# [EXERCISE DIRECTIONS]
Without changing anything, reproduce every record below.

# [DATA SUPPLIED]
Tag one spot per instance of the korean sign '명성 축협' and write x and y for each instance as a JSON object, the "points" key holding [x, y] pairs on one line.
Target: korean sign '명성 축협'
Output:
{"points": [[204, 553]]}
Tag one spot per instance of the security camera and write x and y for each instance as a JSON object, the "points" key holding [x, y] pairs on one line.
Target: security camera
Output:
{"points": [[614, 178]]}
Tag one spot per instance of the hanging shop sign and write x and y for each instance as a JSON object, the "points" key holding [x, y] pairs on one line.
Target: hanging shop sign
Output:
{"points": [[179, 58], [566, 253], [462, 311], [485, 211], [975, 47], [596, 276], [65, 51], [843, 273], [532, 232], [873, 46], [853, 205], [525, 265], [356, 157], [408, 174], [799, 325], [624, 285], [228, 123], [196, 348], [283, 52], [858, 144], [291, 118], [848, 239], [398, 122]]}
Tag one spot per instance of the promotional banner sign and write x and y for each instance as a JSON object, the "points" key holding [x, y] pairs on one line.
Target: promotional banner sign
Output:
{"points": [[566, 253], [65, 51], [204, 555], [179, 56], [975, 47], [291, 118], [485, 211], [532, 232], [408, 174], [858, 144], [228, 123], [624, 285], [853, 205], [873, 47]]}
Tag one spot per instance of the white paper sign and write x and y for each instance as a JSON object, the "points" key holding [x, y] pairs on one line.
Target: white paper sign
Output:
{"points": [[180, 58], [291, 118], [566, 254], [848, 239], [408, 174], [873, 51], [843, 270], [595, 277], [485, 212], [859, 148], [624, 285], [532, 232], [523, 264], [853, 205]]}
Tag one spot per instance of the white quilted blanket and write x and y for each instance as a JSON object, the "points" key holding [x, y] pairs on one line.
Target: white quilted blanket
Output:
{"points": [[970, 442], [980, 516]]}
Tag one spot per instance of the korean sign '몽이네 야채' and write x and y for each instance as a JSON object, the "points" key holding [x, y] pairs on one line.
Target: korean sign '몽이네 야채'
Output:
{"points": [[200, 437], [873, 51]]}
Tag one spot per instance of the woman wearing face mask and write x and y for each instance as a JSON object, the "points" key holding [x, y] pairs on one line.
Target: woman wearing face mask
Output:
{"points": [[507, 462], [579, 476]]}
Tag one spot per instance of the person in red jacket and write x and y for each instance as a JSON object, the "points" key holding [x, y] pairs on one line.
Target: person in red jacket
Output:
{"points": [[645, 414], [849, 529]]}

# [RESULT OF THE TASK]
Tag one spot per instance of the korean sign '명성 축협' and write x and y for each instance as a JSON object, the "points" key holding [x, y] pairs on one line.
Target: korean sign '명성 축협'
Output:
{"points": [[204, 553]]}
Tag one spot per instance of the security camera and write x and y for each instance as a JSON object, the "points" key holding [x, y] pairs on one line.
Target: security camera
Output:
{"points": [[614, 178]]}
Tag one spot per instance of the hanging shop sign and write x and y for each instance as a JSON object, the "points" key holding [x, y] pairs on one line.
Target: hanging shop sign
Output:
{"points": [[179, 58], [566, 253], [462, 311], [485, 211], [975, 47], [596, 276], [65, 51], [843, 273], [532, 232], [873, 46], [853, 205], [525, 265], [356, 157], [408, 174], [799, 325], [624, 285], [228, 123], [196, 348], [283, 52], [858, 144], [291, 118], [848, 239], [398, 122]]}
Tag one spot per instance of the promotional banner sign and write x and y for each instance as a JSON object, the "points" key holding [x, y] pairs on one line.
Target: promotional banner sign
Output:
{"points": [[566, 253], [65, 51], [204, 555], [179, 56], [975, 47], [291, 118], [485, 211], [532, 232], [408, 174], [858, 144], [228, 123], [624, 285], [853, 205], [873, 47]]}
Tag one spot per instance of the white paper sign and write x and y for each instance as a JSON object, the "points" key holding [x, y] pairs on one line.
Target: white paper sign
Output:
{"points": [[180, 58], [291, 118], [566, 254], [848, 239], [408, 174], [873, 51], [843, 270], [595, 277], [485, 212], [859, 148], [624, 285], [532, 232], [523, 264], [853, 205]]}
Tag one spot per instance of the white quilted blanket and write x and y for each instance as a JSON object, the "points" key holding [x, y] pairs on one line.
Target: white quilted blanket
Output:
{"points": [[970, 442], [980, 516]]}
Tag one spot per instance of the korean sign '몽이네 야채' and write x and y for each instance as a JSON object, the "points" key holding [x, y] pairs on one line.
Target: korean sign '몽이네 야채'
Output:
{"points": [[200, 437], [873, 51]]}
Tag one spot per instance of the woman wearing face mask and write x and y for each instance as a JSON object, the "points" key holding [x, y] pairs on one line.
Target: woman wearing face mask
Output:
{"points": [[507, 462], [579, 476]]}
Tag one spot per instance of the person in red jacket and write x and y for each instance as a JSON object, the "points" key holding [x, y] pairs on one line.
Target: person in red jacket
Output:
{"points": [[645, 414], [849, 529]]}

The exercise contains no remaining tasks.